PSICOLOGIA DI COMUNITA’: COMUNITA’, SOCIENTA’ E CULTURA. La psicologia di comunità nasce negli USA a metà degli anni ’60 presentandosi come una sintesi di pratica clinica e sociale. Essa infatti si configura come area di ricerca così come di intervento e la sua attenzione è rivolta al “luogo” in cui sfera collettiva e individuale, sociale e psicologica si incontrano.
Nella pratica, lo scopo della comunità , così come della psicologia di comunità, è la produzione e il mantenimento di un benessere che abbracci tanto l’individuo quanto il gruppo e la società nel suo complesso. L’intervento attivo, il lavoro di equìpe e la ricerca sull’intervento sono pertanto i mezzi con cui la comunità cerca di ottenere il conseguimento dei suoi obiettivi, in particolare avviando progetti di prevenzione e promozione del benessere.
PSICOLOGIA DI COMUNITA’: IL CONCETTO DI INDIVIDUO. Dal punto di vista delle basi cliniche su cui la psicologia di comunità poggia possiamo notare come si ripresenti una ormai ben nota differenza di prospettive. Pur non potendo prescindere dalla cultura di appartenenza, le diverse comunità sviluppano infatti diversi punti di vista circa i metodi da utilizzare e i concetti di riferimento. In particolare, le posizioni riguardanti il concetto di individuo possono essere racchiuse in due “macro-atteggiamenti”: l’individuo come portatore di un problema da correggere o l’individuo come portatore di risorse che richiedono aiuto nel loro sviluppo. Il secondo atteggiamento riverbera poi nella realtà pratica di interventi sempre più personalizzati e finalizzati alla produzione di un benessere inteso relazionalmente, questo anche in funzione di una sempre più crescente consapevolezza dell’interdipendenza fra individuo e contesti di appartenenza. A questo riguardo è interessante notare come negli ultimi anni siano nate sempre più comunità e siano stati progettati sempre più interventi partendo da un’ottica di empowerment e di mutuo-aiuto: l’individuo viene coinvolto nell’intervento di cui diventa erogatore e fruitore attraverso lo sviluppo di un appartenenza all’insegna della condivisione e della partecipazione. Gli operatori intervengono quindi secondo il principio di sussidiarietà sostenendo gli sforzi degli utenti senza sostituirsi a questi ultimi che si scoprono sempre più capaci e responsabili del benessere proprio quanto di quello altrui, sempre meno soli nell’affrontare problemi che in realtà si rivelano come comuni (e quindi condivisi e condivisibili) più che intimi e personali.

◆ Elenco dati:
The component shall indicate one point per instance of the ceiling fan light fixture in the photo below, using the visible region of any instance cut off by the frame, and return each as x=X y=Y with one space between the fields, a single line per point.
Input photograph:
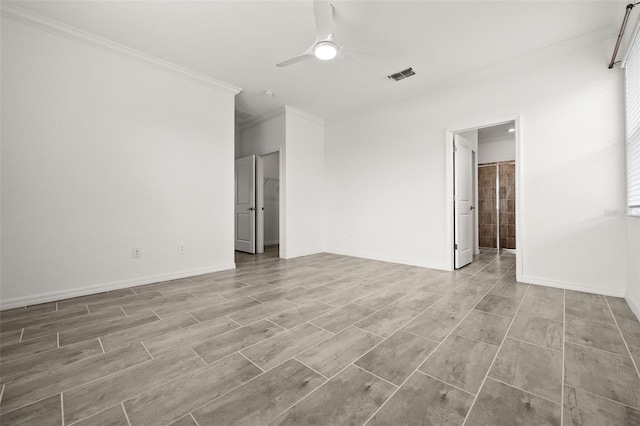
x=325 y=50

==

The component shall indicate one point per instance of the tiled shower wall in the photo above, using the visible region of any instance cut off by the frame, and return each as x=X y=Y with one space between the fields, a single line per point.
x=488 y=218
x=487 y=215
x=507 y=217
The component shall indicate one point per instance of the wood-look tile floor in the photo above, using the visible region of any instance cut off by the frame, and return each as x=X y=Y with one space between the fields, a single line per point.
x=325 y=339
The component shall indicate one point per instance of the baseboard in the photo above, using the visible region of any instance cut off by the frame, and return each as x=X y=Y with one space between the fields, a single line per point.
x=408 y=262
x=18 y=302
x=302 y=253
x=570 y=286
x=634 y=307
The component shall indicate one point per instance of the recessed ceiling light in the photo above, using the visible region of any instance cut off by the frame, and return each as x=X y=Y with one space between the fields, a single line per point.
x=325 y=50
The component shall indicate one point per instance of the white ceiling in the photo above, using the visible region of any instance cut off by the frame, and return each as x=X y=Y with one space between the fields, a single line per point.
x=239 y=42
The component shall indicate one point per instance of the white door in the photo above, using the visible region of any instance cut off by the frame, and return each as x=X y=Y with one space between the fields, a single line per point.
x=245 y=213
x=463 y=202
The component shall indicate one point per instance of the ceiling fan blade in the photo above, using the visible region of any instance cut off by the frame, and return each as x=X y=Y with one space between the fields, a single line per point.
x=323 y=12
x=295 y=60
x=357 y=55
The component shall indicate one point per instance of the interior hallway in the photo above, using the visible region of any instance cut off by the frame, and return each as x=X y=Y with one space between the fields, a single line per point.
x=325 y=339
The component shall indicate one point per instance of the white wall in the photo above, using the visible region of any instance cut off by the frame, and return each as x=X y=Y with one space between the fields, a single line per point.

==

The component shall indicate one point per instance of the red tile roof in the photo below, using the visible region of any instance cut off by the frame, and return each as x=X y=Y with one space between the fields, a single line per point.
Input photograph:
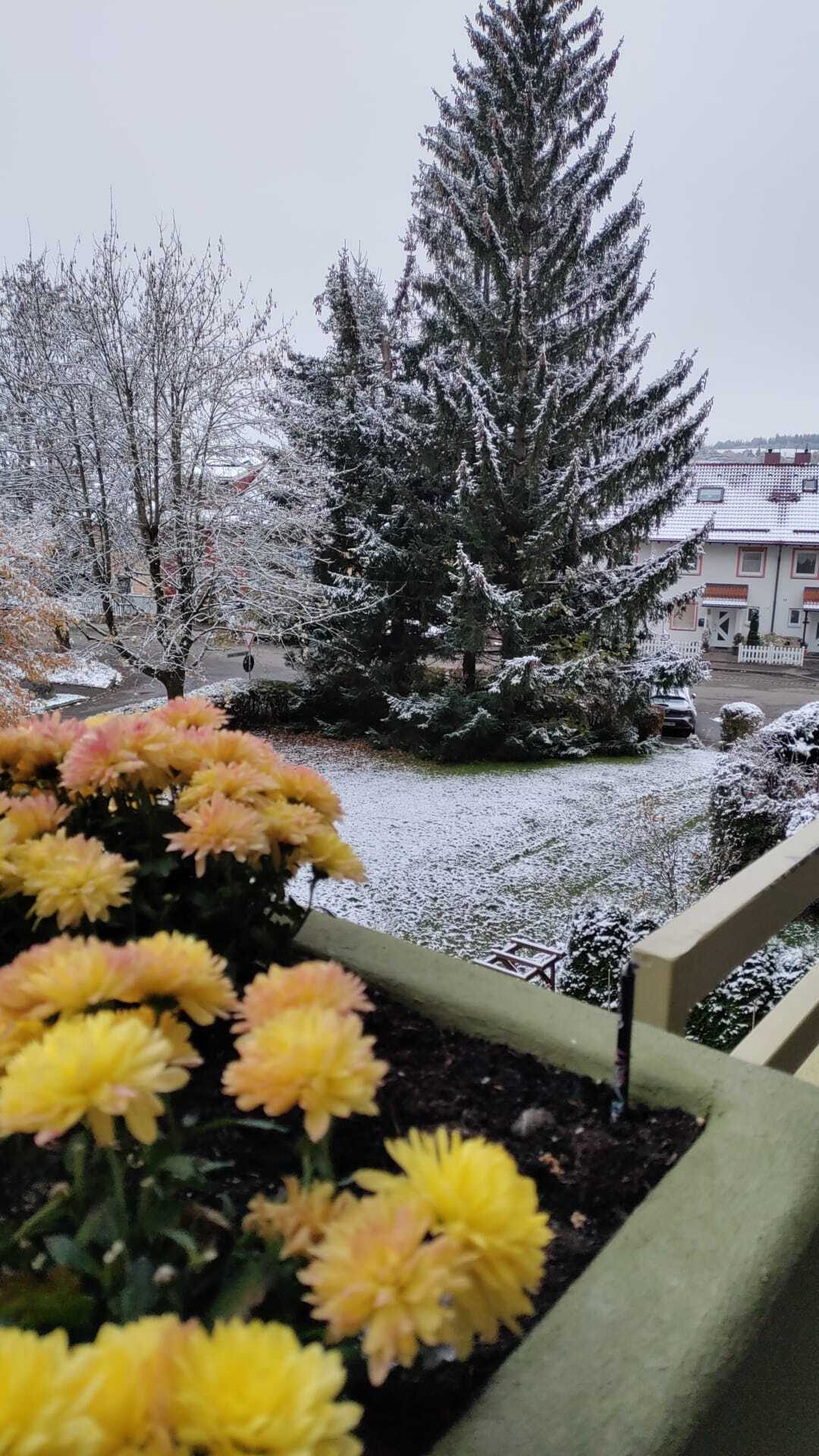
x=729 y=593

◆ Cosa fare: Prosegui il brano sulla psicologia di comunità a partire dalla sua ultima frase. Le righe sono un materiale a sé, indipendente dal brano.

◆ Risposta:
E’ evidente come la psicologia di comunità metta diversi contesti in relazione fra loro e debba essere fluida nel seguire i cambiamenti socioculturali in cui si immerge, in particolar modo se il benessere che ha come obiettivo è inteso come insieme di più fattori di diversa natura. Ad esempio, i progetti, gli interventi e la loro valutazione (preferibilmente effettuata prima, durante e alla fine dell’intervento) richiedono finanziamenti, pubblici o privati, e questi dipendono tanto dai valori culturali dominanti quanto dalle condizioni sociopolitiche in cui si vuole o deve operare. E’ richiesto inoltre lo sviluppo di canali di comunicazione efficaci fra i diversi enti (fra i finanziatori, gli enti coinvolti nel progetto e le differenti figure che vi partecipano) proprio per poter far fronte a eventuali imprevisti o necessità in corso d’opera, e questo dipende molto dai valori che caratterizzano l’uno o l’altro ente.